• **Supplied material**
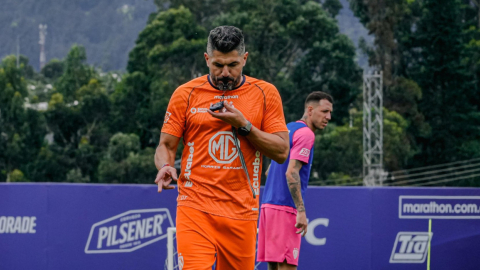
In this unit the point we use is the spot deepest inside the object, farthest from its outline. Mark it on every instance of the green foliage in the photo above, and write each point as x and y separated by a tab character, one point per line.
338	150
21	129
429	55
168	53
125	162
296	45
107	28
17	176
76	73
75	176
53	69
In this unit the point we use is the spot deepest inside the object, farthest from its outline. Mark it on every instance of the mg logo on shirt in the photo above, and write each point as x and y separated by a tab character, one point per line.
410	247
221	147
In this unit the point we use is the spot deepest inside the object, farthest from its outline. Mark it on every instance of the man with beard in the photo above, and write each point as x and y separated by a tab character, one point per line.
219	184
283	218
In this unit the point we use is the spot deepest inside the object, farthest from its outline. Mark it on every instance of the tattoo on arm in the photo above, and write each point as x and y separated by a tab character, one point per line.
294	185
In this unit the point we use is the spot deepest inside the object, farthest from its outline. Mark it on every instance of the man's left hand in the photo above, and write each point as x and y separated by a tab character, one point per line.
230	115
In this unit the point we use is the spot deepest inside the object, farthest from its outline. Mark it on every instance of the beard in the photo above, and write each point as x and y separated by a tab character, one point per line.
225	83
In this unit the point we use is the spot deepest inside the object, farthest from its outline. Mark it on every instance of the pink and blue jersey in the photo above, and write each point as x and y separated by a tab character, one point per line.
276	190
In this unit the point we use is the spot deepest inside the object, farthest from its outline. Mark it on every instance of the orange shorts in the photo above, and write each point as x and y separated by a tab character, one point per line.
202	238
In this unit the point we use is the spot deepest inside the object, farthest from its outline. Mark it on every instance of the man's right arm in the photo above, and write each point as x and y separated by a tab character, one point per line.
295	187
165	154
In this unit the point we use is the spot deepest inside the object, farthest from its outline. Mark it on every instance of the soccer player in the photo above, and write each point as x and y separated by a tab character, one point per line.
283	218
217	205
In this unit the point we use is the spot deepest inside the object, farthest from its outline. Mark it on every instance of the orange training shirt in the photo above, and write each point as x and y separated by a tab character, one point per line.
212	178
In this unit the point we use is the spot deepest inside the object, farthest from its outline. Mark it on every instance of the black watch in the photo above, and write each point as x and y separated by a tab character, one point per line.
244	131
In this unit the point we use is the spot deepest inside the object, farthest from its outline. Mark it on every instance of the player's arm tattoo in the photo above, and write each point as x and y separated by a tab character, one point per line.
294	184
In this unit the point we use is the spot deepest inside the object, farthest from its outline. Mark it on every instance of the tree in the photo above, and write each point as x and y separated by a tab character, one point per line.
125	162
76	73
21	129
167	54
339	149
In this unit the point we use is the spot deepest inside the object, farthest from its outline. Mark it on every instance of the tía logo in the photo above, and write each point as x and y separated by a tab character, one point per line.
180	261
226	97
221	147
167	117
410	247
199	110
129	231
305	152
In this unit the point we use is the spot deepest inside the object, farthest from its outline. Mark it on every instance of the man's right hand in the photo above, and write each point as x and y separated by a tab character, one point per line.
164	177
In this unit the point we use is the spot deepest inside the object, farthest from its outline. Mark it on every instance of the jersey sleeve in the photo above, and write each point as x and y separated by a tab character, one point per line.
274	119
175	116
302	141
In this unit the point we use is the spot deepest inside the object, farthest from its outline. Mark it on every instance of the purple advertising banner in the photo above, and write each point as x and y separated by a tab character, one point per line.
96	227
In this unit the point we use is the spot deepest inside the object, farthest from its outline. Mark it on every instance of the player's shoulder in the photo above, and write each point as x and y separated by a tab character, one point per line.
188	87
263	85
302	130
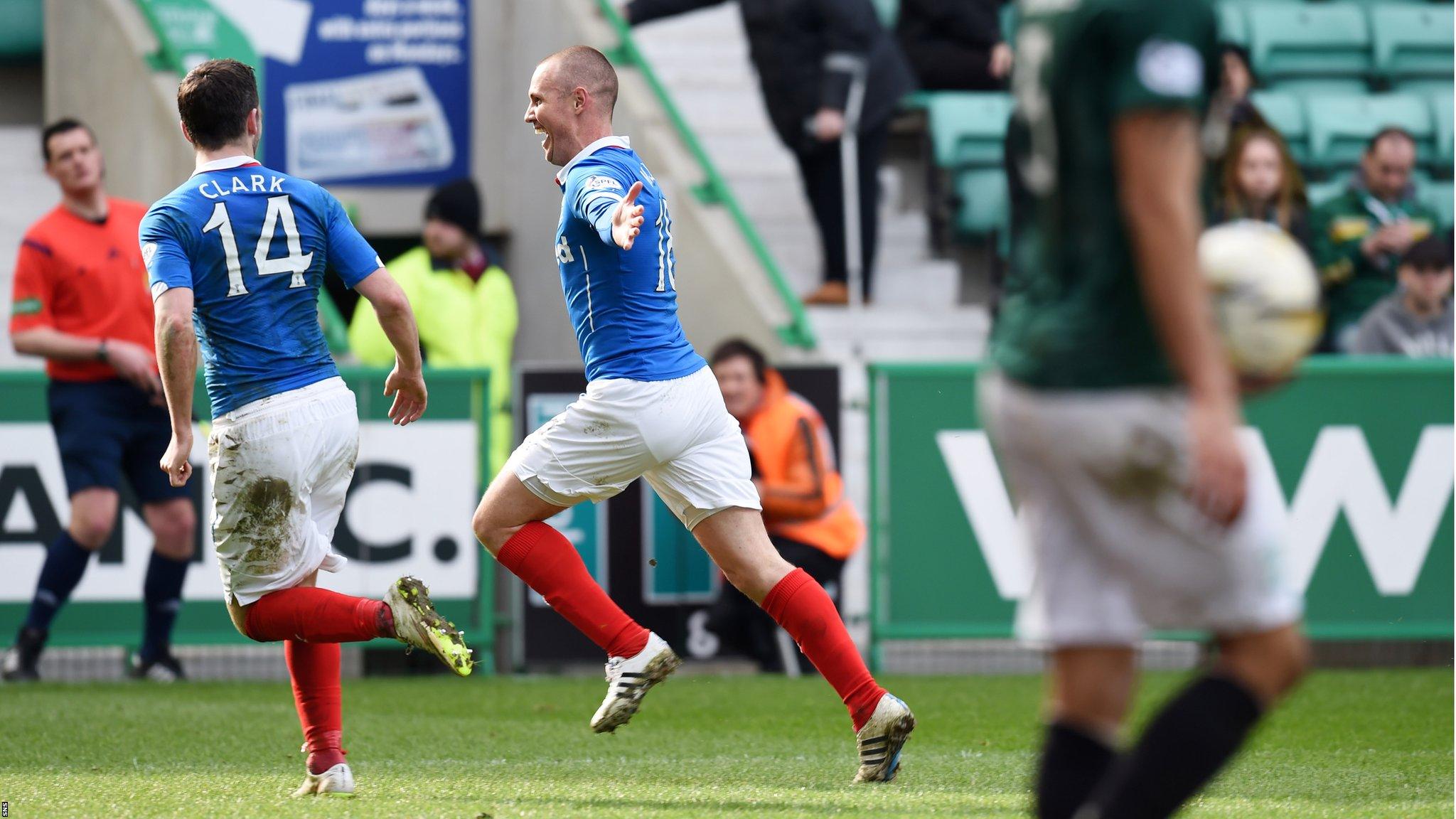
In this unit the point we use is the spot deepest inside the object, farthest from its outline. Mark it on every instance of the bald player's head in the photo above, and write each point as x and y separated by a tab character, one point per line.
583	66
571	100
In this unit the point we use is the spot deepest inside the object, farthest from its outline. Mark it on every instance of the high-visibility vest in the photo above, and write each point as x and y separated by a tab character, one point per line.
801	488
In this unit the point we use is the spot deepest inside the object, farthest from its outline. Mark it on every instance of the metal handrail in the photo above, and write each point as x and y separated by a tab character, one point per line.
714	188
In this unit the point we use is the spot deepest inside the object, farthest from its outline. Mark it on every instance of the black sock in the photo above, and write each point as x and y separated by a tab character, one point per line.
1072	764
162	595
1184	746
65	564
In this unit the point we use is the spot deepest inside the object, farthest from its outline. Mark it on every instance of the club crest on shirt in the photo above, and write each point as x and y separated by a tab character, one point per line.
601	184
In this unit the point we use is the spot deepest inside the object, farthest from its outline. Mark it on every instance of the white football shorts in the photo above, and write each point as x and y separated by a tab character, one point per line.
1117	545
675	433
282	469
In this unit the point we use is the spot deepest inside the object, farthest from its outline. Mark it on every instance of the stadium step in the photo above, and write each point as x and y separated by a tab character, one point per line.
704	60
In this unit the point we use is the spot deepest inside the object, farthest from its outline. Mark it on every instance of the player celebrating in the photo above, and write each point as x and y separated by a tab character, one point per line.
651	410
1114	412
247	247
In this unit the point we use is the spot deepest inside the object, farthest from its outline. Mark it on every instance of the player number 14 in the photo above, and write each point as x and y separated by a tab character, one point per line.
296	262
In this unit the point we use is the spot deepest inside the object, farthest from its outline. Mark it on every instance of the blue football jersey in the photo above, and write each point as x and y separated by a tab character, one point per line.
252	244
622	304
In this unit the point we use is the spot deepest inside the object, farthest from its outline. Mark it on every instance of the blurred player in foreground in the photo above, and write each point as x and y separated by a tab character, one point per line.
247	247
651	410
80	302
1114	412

• **Instructions to follow**
Images must not appear in the copy; reproduce everything else in the records verbatim.

• **Solution to this task**
In this unit the point we use is the spot deepest inside the object, farthest from its outline. Mark it on every instance of the green foliage in the photo above, and write each point as x and y separated by a tab character, one point per line.
338	150
21	129
429	55
168	53
125	162
296	45
107	28
17	176
76	73
75	176
53	69
In this unit the point we use is the spot deepest inside the object, farthest from its outline. Mark it on every instance of the mg logo on shirt in the photo above, and write each point as x and y separated by a tab character, one point per line.
410	247
221	147
In this unit the point we use is the spot deepest inside the object, farthest from its outline. Mark it on every instance of the man with beard in the photo above, and write each point as x and y separated by a tab character, one point per line.
219	184
283	218
In this unit the point we use is the spot deepest inside the object, farthest from its outline. Mark it on every instance of the tattoo on arm in the photo above, and write each point as x and y separated by a tab character, one point per line.
294	185
In this unit the point we use is the spot deepest inside the object, farthest from its outline. Mark it on every instance of the man's left hand in the photo above, and write each point as x and y separated by a tab character, one point per line.
230	115
In this unit the point we use is the spot deepest inside the object, farthest from its outline. Mark it on every instance of the beard in the photo above, and write each point as x and y separated by a tab character, one point per line.
225	83
In this unit the point we use is the spot deepest inside the object, farthest from its outline. Mark it on every instance of the pink and blue jersey in the photo above, and write each point as x and y separated by a tab character, one point per line.
276	190
In this unit the point we use is the spot deepest inside the object, farthest from its outline. Mark it on every instance of the orange shorts in the photo above, and write each point as x and y separated by a tab character, one point per line.
202	238
In this unit the point we use is the spot deepest inside the object, farthest from its outline. Mark it on every instance of the man's right arm in the photo above, and write each point as x and y separated by a tab character, one point per line.
295	187
165	154
In this unit the point we use is the spot deepest inside the object, farthest from its outline. Mark it on every instance of the soccer player in the photo above, and write each point as x and y separated by a tab character, one point per line.
283	218
217	205
In this unit the point we use is the spot deepest inside the object, farthest from its outline. Mark it on every instance of the orange training shirt in the photo above, and write each point as x and y separated by a tab character, one point per line.
212	178
In this unit the point we use is the spot deepest inside the object, farthest from its outline. Mark it on every instance of the black watch in the photo above, and write each point as x and y separated by a tab character, one point per line.
244	131
In this unit the point we use is the spot deepest inside the object, farthest from its outline. Mark it on every instance of the player's arm tattoo in the photo above, and write each point as x and y separated by a tab character, one point per line.
294	184
In this unit the point we use is the spot deepest inside the object, farthest from its outline. Mark it on every instance of the tree in the photo above, and write each point as x and y separated by a tab character, one point per line.
125	162
76	73
21	129
167	54
339	149
In this unit the point we use is the spot deepest inside the object, farthest from its outline. Mark it on every instance of the tía logo in the photo above, and write each point as x and y separated by a tab character, one point per line.
180	261
226	97
221	147
167	117
410	247
199	110
129	231
305	152
In this unit the point we use is the spot deepest inside the object, farthest from its outline. Mark it on every instance of the man's right hand in the photo above, and write each point as x and y separated by a tab character, one point per line.
164	177
In this unit the point we use is the spot deepest inside the object, farthest from its outline. Mark it on every instance of the jersey sleeve in the photo above, and write each point as x and y separated by a tab character, one point per line.
274	119
175	116
302	141
In this unit the point we use is the spot deepest inside the object, farthest from its outline. Mark it on every instance of the purple advertising banner in the photo above, and write each point as x and y separated by a tab character, one point per line.
96	227
In this unit the point we use is the spot deepest inside the object, farthest from its outline. Mark it on every instance of the player's shoulder in the photo above, and write each point as x and y separated by a tab character, one point per line.
188	87
263	85
302	130
In this unit the point we use is the spot deepest inside the object, farthest from its outline. Mark it on every instance of the bald player's head in the photo above, and write each point as x and y separated by a tab character, one point per line.
583	66
571	100
In this unit the point we use is the spot deepest inside the object, farthest from its outline. Mark it on every instance of the high-visibility vest in the photo above, and write each point as x and y separated by a tab character, one point per line.
801	488
In this unit the point we use is the spot deepest inside the object, farthest from its outline. Mark it on every instance of the metal handrail in the photo above, and write each point as x and y separated by a tab character, one point per line.
714	188
In this unit the point we use is the spot deepest inside the object, farthest from its outline. Mark it on every instance of the black sock in the photo above, and write each point as x and y separated by a tab character, one point per line.
1072	764
162	595
1184	746
65	564
In this unit the point we use is the spot deepest inside the object, farthest from its outline. Mark it on every instance of the club crest on shirt in the photo above, and write each point as x and y separated by a tab character, one point per line.
601	184
In this unit the point we use is the spot deepest inside the object, farthest from its outline. Mark it on every instance of the white football shorts in the photo above, and write each point as x and y separated by a tab character, one point per line.
1117	545
675	433
282	469
In this unit the point we use is the spot deepest inside the object, farthest from its outline. Mark it on every instance of the stadium step in the photo above, and write each point as x and y separated by a tab character, one point per line.
704	60
In this unit the point we use is the spot deepest inside the object, farthest from its outline. Mark it on every instance of the player celebrating in the photo above, and write each point as x and y separated by a tab character, one point per line.
651	410
1114	412
247	247
In this unit the point we use is the spot deepest inside the object, farthest from its outline. Mark it on every instance of the player number 14 in the photo above, and write each point as x and y separated by a tab character, one point per line.
296	262
In this unit the point we use is the spot deepest inside the object, farthest from its outline. Mark it on every instance of the blue football jersey in the photo above, and write each point as x and y separated by a tab character, one point per line.
252	244
622	304
In this unit the point we use is the spot deepest inside the object, farthest from its outline. Mark it on every instance of the blurred player in foreground in the photo above, and write each point as x and y separated by a tab character, one point per line.
247	247
651	410
80	302
1114	412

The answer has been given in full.